Gestellte Aufgabe a:
Gib aus dem Bericht über venezolanische Flüchtlinge in Cúcuta eine Passage wortgetreu wieder: Beginne bei den Worten „Wackliger Pfad aus“ und höre nach „Peru und Chile.“ auf.

Angezeigter Text:

___

Cúcuta (epd). Zwei junge Leute machen aus der Not ein Geschäft. "Wir helfen Menschen, die aus Venezuela weg wollen", sagt die 31-jährige Venezolanerin, die sich schlicht als Lorena vorstellt. Als sie und Jason (25) ihre Jobs in der grenznahen Stadt San Cristóbal verloren hatten, suchten sie nach neuen Wegen, um über die Runden zu kommen. "Wir sahen, wie die Menschen mit Bussen und auf Lastwagen in San Cristóbal ankamen und dann nicht mehr weiter wussten", berichtet Lorena.
Da kam ihnen die Idee: Seitdem bieten die beiden für drei US-Dollar pro Person ihre Hilfe beim Überqueren der Grenze in Richtung der kolumbianischen Stadt Cúcuta an. "Wir müssen auch überleben, andere nehmen 40 Dollar", rechtfertigt sich Lorena. Als die kolumbianische Regierung Venezuelas Oppositionsführer Juan Guaidó Ende Januar offiziell als Interimspräsidenten anerkannte, ließ Venezuela die Grenze schließen.
Wackliger Pfad aus Steinen
Seitdem gibt es nur einen illegalen Weg nach Kolumbien, der durch Gebüsch, Sumpf und über einen provisorischen wackligen Pfad aus Steinen durch einen schmalen Fluss führt. "Wir zeigen den Flüchtlingen den Weg, begleiten sie und helfen mit dem Gepäck", sagt Jason. Jeden Tag überqueren beide mehrfach illegal die Grenze. In Cúcuta sind bereits Zehntausende Flüchtlinge gestrandet.
Mehr als 3,4 Millionen Venezolaner - elf Prozent der Einwohner - sind wegen der schweren ökonomischen und politischen Krise aus ihrem Land geflohen. Die meisten kommen zuerst in Cúcuta an. Allein Kolumbien beherbergt inzwischen 1,17 Millionen Flüchtlinge. Allerdings ist die Mehrheit von ihnen irregulär im Land und findet keine Arbeit. Deshalb machen sich immer mehr Venezolaner auf in Richtung Ecuador, Peru und Chile.
Für medizinische Notfälle ist die Grenze geöffnet
Der illegale Weg über die Grenze nach Cúcuta, die "trocha", verläuft parallel zur geschlossenen Grenzbrücke Simón Bolívar unter den Augen der venezolanischen Grenzer. Tausende Venezolaner machen sich täglich auf den Weg, um sich mit Lebensmitteln und Medikamenten einzudecken. 30.000 Menschen überquerten laut dem UN-Flüchtlingshilfswerk UNHCR 2018 täglich die Grenze. Davon blieben etwa 5.000 als Flüchtlinge in Kolumbien. "Seitdem die Grenze geschlossen ist, haben wir keinen Überblick mehr", sagt der UNHCR-Repräsentant für Kolumbien, Josef Merkx.

___

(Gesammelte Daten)
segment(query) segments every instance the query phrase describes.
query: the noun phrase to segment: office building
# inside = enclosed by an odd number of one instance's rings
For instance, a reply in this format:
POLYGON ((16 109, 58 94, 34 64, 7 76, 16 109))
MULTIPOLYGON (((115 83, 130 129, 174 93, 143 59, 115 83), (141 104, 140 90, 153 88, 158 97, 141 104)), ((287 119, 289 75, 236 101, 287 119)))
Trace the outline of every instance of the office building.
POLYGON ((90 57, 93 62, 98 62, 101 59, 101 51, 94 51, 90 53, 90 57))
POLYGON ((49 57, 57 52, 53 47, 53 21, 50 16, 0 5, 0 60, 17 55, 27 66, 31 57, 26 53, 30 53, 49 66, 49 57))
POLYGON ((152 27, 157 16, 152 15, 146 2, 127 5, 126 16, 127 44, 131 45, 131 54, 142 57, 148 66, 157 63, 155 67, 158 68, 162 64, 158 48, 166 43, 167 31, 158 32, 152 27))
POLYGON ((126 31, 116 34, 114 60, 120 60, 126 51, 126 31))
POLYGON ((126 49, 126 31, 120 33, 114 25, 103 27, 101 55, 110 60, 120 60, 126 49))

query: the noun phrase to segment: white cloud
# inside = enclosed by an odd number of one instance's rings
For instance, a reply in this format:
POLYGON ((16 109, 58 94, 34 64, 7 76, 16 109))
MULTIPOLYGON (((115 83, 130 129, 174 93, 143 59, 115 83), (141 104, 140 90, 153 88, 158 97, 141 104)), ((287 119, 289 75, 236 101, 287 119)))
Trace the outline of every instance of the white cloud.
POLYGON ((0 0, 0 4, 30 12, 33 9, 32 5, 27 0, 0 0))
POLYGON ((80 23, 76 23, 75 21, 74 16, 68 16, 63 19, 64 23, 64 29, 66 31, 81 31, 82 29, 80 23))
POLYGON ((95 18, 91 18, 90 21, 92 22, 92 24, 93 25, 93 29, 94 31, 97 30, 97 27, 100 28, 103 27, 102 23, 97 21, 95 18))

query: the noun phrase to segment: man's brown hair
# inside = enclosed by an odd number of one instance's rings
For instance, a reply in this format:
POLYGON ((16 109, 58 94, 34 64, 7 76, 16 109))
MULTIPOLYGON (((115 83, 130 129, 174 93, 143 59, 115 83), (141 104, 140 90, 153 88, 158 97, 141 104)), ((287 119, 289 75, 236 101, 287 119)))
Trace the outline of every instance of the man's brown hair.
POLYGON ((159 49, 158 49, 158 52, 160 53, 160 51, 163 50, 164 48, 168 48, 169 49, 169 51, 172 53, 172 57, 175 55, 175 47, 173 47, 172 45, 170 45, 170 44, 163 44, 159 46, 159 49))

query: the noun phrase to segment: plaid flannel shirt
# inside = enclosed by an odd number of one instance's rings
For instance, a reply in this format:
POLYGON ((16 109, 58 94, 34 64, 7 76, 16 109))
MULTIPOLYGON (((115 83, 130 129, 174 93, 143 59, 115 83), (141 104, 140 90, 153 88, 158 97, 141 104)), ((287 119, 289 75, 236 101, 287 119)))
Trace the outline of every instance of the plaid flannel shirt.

___

Gestellte Aufgabe b:
Suche aus den Einträgen jede Zeile heraus, in der die Zeichenfolge „white“ vorkommt, und schreibe diese Zeilen ab.

Schriftliche Antwort a:
Wackliger Pfad aus Steinen
Seitdem gibt es nur einen illegalen Weg nach Kolumbien, der durch Gebüsch, Sumpf und über einen provisorischen wackligen Pfad aus Steinen durch einen schmalen Fluss führt. "Wir zeigen den Flüchtlingen den Weg, begleiten sie und helfen mit dem Gepäck", sagt Jason. Jeden Tag überqueren beide mehrfach illegal die Grenze. In Cúcuta sind bereits Zehntausende Flüchtlinge gestrandet.
Mehr als 3,4 Millionen Venezolaner - elf Prozent der Einwohner - sind wegen der schweren ökonomischen und politischen Krise aus ihrem Land geflohen. Die meisten kommen zuerst in Cúcuta an. Allein Kolumbien beherbergt inzwischen 1,17 Millionen Flüchtlinge. Allerdings ist die Mehrheit von ihnen irregulär im Land und findet keine Arbeit. Deshalb machen sich immer mehr Venezolaner auf in Richtung Ecuador, Peru und Chile.

Schriftliche Antwort b:
query: the noun phrase to segment: white cloud
Trace the outline of every instance of the white cloud.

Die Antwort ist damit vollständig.